ボランティアスタッフのボードには「誰にでも大きな声で挨拶しましょう」
飯田)パラリンピックについてです。東京2020パラリンピックレポーターの新行市佳アナウンサーに、東京パラリンピックの影のMVPについて聞いて行きたいと思います。
新行市佳アナウンサー)影のMVPということですが、正直決められないところがあります。
飯田)そうですよね。
新行)連日、素晴らしい試合をしているアスリートの皆さんあっての大会という部分なので。ただ、この大会を支えているボランティアスタッフの皆さんの気遣いというものは、本当に嬉しかったなと思っています。どこへ行っても丁寧に挨拶をしてくれ、声をかけてくれる。そして、ボランティアスタッフの通るところにはホワイトボードがあって、確か幕張メッセの会場だったと思うのですが、「誰にでも大きな声で挨拶しましょう」と書かれていたのです。
飯田)ホワイトボードに。

■ ■ ■ ■ ■ ■ ■

**作業内容:** 上にある東京パラリンピックのボランティアスタッフについての文章を、全文一字一句変えずに書き写してください。

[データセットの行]

■ ■ ■ ■ ■ ■ ■

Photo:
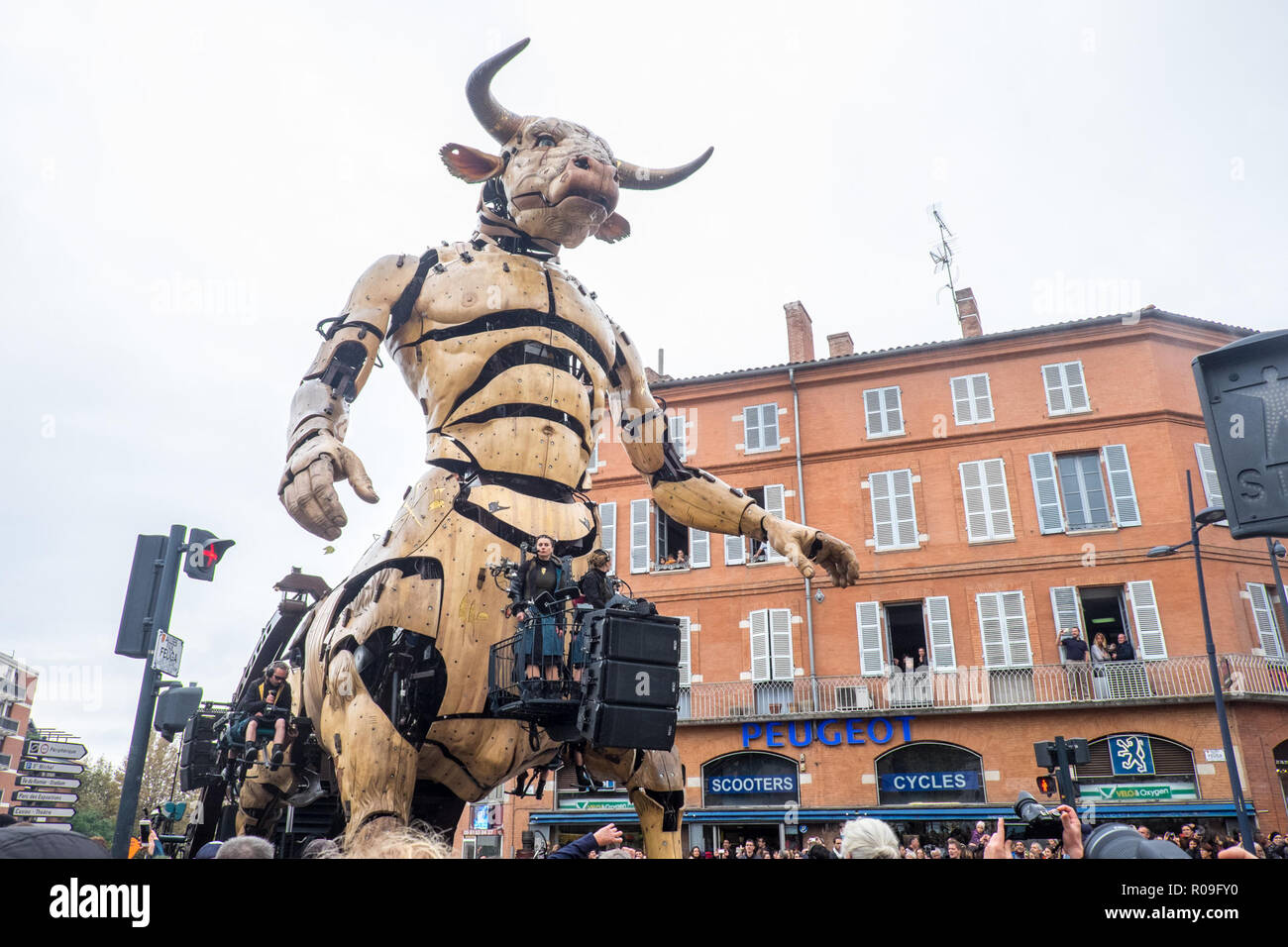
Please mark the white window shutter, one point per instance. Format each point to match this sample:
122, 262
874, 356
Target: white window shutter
735, 551
983, 397
1263, 616
883, 509
1054, 380
943, 655
1149, 626
964, 405
608, 532
973, 497
699, 548
1207, 472
1121, 486
675, 429
894, 410
760, 644
990, 604
1076, 386
871, 659
769, 427
997, 500
1064, 607
1017, 629
639, 535
1046, 492
905, 510
784, 667
872, 411
751, 428
774, 505
686, 654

■ ■ ■ ■ ■ ■ ■

**解答:**
ボランティアスタッフのボードには「誰にでも大きな声で挨拶しましょう」
飯田)パラリンピックについてです。東京2020パラリンピックレポーターの新行市佳アナウンサーに、東京パラリンピックの影のMVPについて聞いて行きたいと思います。
新行市佳アナウンサー)影のMVPということですが、正直決められないところがあります。
飯田)そうですよね。
新行)連日、素晴らしい試合をしているアスリートの皆さんあっての大会という部分なので。ただ、この大会を支えているボランティアスタッフの皆さんの気遣いというものは、本当に嬉しかったなと思っています。どこへ行っても丁寧に挨拶をしてくれ、声をかけてくれる。そして、ボランティアスタッフの通るところにはホワイトボードがあって、確か幕張メッセの会場だったと思うのですが、「誰にでも大きな声で挨拶しましょう」と書かれていたのです。
飯田)ホワイトボードに。